### Task
Set the whole listing down again exactly as written.

### Materials provided
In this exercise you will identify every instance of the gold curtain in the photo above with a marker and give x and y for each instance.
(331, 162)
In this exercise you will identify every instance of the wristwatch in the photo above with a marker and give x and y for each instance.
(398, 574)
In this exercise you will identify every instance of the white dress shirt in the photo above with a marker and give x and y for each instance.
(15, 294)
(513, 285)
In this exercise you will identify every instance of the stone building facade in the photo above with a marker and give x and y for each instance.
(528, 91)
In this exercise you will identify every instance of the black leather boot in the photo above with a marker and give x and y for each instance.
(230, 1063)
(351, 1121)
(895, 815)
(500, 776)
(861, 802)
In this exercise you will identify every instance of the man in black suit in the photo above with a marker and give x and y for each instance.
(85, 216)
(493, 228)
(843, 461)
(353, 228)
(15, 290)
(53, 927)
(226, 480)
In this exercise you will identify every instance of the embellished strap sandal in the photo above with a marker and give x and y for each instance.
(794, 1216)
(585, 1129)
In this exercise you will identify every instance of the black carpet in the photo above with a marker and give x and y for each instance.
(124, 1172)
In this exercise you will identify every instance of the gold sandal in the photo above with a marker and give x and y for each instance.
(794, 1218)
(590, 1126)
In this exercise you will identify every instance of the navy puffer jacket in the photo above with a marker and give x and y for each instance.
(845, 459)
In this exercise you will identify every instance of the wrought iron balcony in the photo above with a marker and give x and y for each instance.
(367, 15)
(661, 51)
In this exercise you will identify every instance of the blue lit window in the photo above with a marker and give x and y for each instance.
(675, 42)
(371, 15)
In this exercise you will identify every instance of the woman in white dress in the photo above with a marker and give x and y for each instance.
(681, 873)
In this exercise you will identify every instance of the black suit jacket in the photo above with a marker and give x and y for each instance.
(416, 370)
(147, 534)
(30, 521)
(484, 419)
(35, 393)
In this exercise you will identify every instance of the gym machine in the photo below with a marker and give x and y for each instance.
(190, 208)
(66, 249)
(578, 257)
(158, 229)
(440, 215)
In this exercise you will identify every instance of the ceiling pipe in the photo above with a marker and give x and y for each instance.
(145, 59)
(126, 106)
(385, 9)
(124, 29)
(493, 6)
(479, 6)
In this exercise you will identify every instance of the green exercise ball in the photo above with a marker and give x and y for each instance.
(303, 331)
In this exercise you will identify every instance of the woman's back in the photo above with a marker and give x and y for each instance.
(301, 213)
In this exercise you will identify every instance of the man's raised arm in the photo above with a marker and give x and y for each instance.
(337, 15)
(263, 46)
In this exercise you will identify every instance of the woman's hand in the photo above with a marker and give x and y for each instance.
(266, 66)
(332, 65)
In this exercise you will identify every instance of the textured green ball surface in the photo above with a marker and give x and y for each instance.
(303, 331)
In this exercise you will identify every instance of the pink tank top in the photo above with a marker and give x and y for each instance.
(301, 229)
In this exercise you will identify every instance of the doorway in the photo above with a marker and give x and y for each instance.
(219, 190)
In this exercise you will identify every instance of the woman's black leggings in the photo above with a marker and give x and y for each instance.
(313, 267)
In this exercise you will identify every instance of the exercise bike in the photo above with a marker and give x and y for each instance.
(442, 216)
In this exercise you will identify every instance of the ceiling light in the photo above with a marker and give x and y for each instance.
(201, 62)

### Finished exercise
In this exercise you will identify every instance of the gold curtain in the photo above with a marker and give x and y for each instance.
(331, 162)
In this exercise you will identify every instance of the wristwatch in the photo above with a marker and give x and y for each instance.
(398, 574)
In this exercise you will identify every instance of the white dress shirt in the photo above with a marker and give x and y for each instance.
(15, 294)
(513, 285)
In this exercise you will identify every instance of the stone building facade in the photo above with a marker and give x and y for each instance.
(528, 91)
In this exercise you will identify every instance of the black leather boot in the photo above with a marker and give x and y for each instance.
(230, 1063)
(351, 1121)
(895, 815)
(500, 776)
(861, 802)
In this exercise you will identify every instance of the man in black suit in the photo above with a marker and give x and y for each instance.
(85, 216)
(493, 228)
(843, 461)
(353, 228)
(15, 290)
(53, 927)
(226, 480)
In this exercise you will identify every instance of the embellished strap sandal in the photo above with a marker and give x and y for each instance.
(794, 1216)
(585, 1129)
In this exercise you will identify every instance of the black carpet in the photo above with a marker and give x and y for each instance.
(124, 1172)
In this exercise you will identify every instance of the gold sandal in the photo above with a marker and give x and y for each instance.
(794, 1218)
(590, 1126)
In this exercise you will identify every instance of the navy puffer jacket in the photo above with a marker and give x and y for each instance.
(845, 459)
In this exercise you will identify every instance of the wrought iron balcony in the photo above with a marker and give x and y for each instance.
(367, 15)
(661, 51)
In this exercise you will identify every instance of the blue lit window in the photo above with a marker and give x and y for each instance.
(675, 42)
(371, 15)
In this exercise you will identify every instance of the woman in white dress in the photo above with a marker and give x and y for each instance.
(681, 873)
In this exercise you will identify every instance of the black suit jacket in the photo above with a marker and give x and y for each instance.
(416, 370)
(147, 534)
(30, 521)
(484, 419)
(35, 393)
In this exercise you will identify every instance of the gym machine in the photo below with a marker and give x and y for each instance.
(190, 208)
(66, 249)
(578, 257)
(158, 229)
(440, 215)
In this exercise you will identify every instance of the ceiling pipe in the photo above with a marker and give x and y for each instance.
(145, 59)
(126, 106)
(385, 9)
(124, 29)
(493, 6)
(479, 6)
In this exercise you will identify every instance of the green exercise ball in the photo above with a marker and give x and y for each instance.
(303, 331)
In this exercise you will identify every instance of the woman's back in the photo above with a marker and give x and y for each instance.
(301, 213)
In this exercise you will identify every instance of the man's raised arm in the photo above with a marker and give x and y for each instance.
(337, 15)
(263, 46)
In this exercise you will identify every instance of the woman's hand in the photo above with a marker and give x and y for each instance.
(266, 66)
(332, 65)
In this exercise you will identify every instance of the textured green ball surface in the photo above with a marker and give x and y for each instance.
(303, 331)
In this exercise you will identify every instance of the pink tank top in the photo above with a marker and give x and y for each instance.
(301, 229)
In this exercise you will identify every instance of the doorway in the photo above with a marker and give x and y for each instance.
(219, 190)
In this exercise you will identify every instance of the woman's black leggings in the photo above with a marker and give x and y for each instance.
(313, 267)
In this exercise you will identify every instance of the exercise bike in the photo above with a marker and give x and y for each instance.
(442, 216)
In this exercise you will identify every instance of the ceiling light in the photo above with a marker and give x and y for each instance.
(201, 62)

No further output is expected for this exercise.